── Record list ──

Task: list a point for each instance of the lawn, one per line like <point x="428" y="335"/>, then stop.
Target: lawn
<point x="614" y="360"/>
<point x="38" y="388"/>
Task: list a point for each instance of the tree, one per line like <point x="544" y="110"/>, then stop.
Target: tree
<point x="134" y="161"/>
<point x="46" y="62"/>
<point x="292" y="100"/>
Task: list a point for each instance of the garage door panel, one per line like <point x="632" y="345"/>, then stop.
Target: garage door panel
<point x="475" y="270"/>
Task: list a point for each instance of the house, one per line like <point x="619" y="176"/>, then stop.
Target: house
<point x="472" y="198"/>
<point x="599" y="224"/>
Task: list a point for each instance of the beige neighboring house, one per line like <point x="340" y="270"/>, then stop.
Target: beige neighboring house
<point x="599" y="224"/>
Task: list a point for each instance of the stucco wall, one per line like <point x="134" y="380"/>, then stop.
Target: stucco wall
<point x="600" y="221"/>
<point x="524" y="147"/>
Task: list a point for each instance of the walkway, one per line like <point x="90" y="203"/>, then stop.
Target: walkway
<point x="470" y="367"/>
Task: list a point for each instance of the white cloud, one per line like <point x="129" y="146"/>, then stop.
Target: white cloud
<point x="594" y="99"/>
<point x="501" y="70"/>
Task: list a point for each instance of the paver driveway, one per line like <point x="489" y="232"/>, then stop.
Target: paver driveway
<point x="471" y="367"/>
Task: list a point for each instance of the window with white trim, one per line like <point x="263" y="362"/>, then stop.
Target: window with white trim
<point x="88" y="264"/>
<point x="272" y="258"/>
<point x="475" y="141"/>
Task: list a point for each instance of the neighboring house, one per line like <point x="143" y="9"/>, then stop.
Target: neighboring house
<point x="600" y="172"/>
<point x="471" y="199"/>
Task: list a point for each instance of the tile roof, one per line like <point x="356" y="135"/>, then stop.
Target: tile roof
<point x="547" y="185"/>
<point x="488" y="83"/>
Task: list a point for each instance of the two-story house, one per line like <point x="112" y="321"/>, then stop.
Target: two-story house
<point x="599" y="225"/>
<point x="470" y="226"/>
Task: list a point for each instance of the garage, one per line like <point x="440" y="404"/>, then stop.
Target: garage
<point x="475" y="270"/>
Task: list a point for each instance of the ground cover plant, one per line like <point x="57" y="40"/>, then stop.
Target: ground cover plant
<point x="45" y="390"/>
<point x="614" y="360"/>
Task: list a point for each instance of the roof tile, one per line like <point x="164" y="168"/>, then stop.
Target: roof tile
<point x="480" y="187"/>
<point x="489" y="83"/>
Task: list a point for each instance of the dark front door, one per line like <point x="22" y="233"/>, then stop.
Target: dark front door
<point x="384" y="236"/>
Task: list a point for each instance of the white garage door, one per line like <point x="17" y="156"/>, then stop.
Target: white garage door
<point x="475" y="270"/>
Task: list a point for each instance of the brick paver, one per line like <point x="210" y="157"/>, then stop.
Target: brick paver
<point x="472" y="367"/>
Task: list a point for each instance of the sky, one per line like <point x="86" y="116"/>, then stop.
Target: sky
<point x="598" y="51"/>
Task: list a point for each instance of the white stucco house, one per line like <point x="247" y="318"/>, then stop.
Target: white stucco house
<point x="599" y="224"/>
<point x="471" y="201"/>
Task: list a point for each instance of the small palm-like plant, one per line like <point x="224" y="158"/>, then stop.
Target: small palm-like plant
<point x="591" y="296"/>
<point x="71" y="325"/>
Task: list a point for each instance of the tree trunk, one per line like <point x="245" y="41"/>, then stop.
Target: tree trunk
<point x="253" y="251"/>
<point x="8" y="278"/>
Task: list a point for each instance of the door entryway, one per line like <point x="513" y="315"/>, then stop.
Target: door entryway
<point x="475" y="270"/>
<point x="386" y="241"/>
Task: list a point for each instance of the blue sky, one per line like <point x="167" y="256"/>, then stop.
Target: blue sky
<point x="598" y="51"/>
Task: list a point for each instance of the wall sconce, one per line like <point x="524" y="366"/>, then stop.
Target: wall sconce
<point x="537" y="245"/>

───
── Record list ──

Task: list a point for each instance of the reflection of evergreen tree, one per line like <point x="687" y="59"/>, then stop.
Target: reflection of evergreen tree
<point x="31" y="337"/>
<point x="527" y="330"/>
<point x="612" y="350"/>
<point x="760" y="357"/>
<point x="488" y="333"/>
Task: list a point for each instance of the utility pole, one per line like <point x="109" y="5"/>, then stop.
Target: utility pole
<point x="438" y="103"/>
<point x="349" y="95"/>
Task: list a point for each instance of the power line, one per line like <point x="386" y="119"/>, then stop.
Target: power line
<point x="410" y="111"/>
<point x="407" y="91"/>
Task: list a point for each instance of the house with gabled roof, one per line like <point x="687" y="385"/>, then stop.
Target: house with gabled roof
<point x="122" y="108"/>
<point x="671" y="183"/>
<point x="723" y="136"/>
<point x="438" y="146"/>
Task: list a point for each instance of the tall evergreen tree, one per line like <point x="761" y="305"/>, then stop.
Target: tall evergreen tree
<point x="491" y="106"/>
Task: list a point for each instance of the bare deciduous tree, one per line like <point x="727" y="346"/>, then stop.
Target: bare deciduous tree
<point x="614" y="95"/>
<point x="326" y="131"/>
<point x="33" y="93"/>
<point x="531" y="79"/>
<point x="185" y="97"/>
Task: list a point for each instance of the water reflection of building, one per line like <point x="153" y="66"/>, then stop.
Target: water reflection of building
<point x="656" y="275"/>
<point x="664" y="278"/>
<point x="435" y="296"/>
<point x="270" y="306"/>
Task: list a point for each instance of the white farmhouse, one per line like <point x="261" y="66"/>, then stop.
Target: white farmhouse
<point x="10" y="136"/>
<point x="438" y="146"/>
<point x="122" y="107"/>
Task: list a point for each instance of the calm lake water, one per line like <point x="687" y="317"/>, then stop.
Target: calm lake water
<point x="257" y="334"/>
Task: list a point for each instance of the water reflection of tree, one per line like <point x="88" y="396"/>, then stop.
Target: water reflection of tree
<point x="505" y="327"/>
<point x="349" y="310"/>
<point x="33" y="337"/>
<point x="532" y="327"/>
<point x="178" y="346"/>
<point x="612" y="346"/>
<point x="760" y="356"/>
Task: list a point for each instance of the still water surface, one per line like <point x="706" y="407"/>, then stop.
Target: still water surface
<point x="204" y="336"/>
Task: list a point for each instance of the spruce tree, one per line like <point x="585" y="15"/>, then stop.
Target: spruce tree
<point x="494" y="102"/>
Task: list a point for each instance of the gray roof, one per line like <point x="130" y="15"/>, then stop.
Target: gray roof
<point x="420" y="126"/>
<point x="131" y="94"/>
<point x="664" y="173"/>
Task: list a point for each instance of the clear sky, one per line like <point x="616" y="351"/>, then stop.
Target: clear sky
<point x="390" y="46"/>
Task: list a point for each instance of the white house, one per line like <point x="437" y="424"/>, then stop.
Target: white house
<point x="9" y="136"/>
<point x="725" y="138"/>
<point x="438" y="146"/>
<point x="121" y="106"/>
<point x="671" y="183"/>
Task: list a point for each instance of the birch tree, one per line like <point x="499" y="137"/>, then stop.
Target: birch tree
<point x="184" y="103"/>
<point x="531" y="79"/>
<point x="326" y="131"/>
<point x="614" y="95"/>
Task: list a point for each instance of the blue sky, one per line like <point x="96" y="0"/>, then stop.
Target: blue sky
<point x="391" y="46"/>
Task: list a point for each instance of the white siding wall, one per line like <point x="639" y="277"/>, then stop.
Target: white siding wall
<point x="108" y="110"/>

───
── Record list ──

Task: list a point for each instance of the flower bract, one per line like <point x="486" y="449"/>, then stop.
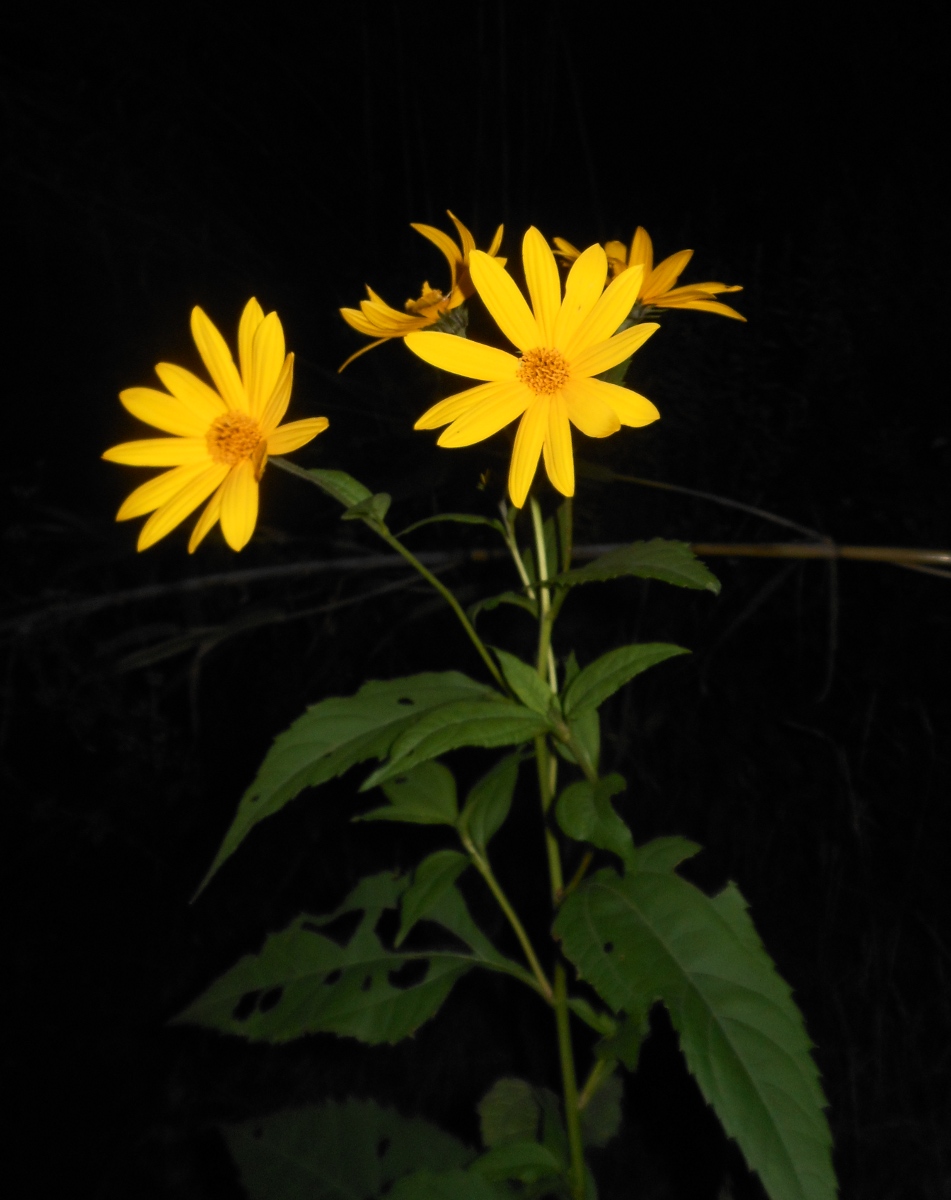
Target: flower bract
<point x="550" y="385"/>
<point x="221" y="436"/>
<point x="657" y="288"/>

───

# [What needs to be done]
Count the lines of the material above that contain the string "wall", and reply with only that number.

# [Answer to this exercise]
6